• _Input for this task_:
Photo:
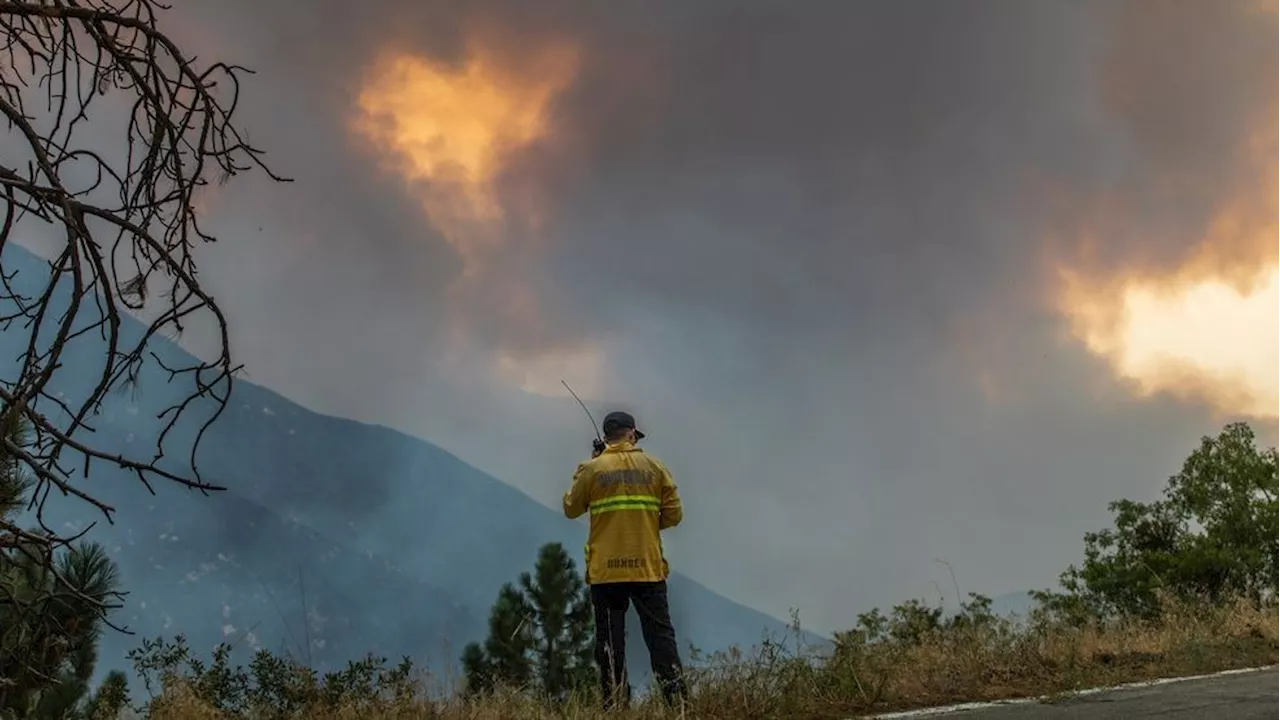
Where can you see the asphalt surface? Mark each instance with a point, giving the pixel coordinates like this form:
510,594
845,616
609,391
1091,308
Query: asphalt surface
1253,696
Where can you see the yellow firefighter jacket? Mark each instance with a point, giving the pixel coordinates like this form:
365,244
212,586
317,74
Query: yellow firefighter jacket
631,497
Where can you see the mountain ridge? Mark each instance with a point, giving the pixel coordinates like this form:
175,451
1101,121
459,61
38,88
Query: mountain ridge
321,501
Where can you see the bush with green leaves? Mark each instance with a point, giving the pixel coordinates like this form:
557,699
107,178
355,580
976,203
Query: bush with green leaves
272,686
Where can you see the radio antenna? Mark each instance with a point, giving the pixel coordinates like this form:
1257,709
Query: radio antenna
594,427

--

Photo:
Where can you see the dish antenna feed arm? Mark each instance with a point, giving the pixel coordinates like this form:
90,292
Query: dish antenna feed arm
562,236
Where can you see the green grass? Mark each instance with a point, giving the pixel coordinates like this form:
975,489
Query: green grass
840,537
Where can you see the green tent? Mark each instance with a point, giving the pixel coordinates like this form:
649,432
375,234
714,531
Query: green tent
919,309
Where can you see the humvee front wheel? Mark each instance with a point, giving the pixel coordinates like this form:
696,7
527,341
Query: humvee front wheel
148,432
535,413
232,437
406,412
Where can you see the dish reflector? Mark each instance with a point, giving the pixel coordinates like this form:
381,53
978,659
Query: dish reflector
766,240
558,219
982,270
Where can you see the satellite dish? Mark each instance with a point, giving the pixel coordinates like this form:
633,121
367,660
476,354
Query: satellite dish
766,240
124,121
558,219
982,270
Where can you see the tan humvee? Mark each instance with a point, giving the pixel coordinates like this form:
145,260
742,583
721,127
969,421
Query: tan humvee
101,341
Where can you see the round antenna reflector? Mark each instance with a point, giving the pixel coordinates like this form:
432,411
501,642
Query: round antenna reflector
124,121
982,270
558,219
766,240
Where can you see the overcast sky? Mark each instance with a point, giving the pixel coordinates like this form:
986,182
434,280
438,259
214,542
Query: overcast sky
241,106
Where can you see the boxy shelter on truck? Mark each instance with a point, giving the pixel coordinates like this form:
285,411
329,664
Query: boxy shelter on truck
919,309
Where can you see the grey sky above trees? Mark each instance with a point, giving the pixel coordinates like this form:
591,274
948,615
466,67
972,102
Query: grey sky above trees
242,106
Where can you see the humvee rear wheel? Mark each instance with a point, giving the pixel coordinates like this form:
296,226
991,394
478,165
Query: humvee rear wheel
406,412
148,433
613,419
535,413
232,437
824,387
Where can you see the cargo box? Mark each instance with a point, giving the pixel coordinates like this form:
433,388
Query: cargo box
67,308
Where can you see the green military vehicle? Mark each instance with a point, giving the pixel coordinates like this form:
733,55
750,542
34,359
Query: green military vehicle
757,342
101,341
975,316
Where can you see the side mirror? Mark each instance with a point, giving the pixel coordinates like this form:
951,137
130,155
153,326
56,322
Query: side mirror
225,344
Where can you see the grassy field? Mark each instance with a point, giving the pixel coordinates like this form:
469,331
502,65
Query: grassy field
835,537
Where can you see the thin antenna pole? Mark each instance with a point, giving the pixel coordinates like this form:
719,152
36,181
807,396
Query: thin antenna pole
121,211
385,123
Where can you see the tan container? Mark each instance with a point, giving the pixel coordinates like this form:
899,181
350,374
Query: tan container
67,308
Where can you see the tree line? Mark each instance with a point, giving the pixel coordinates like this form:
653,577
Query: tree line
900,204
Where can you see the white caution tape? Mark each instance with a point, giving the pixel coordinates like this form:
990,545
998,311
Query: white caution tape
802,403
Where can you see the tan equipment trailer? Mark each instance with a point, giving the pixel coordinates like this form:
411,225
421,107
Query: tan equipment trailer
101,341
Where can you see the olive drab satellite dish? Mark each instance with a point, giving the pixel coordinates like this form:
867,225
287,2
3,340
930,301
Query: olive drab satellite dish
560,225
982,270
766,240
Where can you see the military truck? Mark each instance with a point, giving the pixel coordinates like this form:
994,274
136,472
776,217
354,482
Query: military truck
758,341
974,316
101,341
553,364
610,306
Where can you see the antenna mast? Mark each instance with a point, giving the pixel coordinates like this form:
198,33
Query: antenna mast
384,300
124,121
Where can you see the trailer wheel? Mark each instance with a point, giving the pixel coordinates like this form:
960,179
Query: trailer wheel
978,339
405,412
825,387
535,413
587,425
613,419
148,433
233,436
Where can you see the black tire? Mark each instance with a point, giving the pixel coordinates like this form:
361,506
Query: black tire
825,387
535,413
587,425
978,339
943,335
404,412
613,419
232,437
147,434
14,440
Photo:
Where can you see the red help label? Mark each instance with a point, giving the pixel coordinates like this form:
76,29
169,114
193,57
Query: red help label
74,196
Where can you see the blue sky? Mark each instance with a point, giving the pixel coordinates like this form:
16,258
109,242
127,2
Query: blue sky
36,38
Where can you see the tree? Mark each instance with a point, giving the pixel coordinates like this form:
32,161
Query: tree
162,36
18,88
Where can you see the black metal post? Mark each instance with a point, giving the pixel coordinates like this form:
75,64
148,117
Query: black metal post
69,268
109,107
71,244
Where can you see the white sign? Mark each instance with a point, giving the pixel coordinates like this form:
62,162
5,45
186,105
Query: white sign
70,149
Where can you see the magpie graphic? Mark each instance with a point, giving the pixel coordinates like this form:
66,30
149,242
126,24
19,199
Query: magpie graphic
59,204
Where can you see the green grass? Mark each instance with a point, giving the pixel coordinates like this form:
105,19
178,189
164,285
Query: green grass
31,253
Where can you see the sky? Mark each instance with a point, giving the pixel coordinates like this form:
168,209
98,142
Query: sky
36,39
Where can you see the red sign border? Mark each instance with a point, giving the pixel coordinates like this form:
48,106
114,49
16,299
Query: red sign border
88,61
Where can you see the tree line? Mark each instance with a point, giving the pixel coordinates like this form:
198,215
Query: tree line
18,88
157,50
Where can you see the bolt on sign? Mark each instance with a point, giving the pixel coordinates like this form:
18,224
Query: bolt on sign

• _Your objective_: Find every line in the records that holds the word "bolt", then state the count alone.

• _Answer to this problem_: 2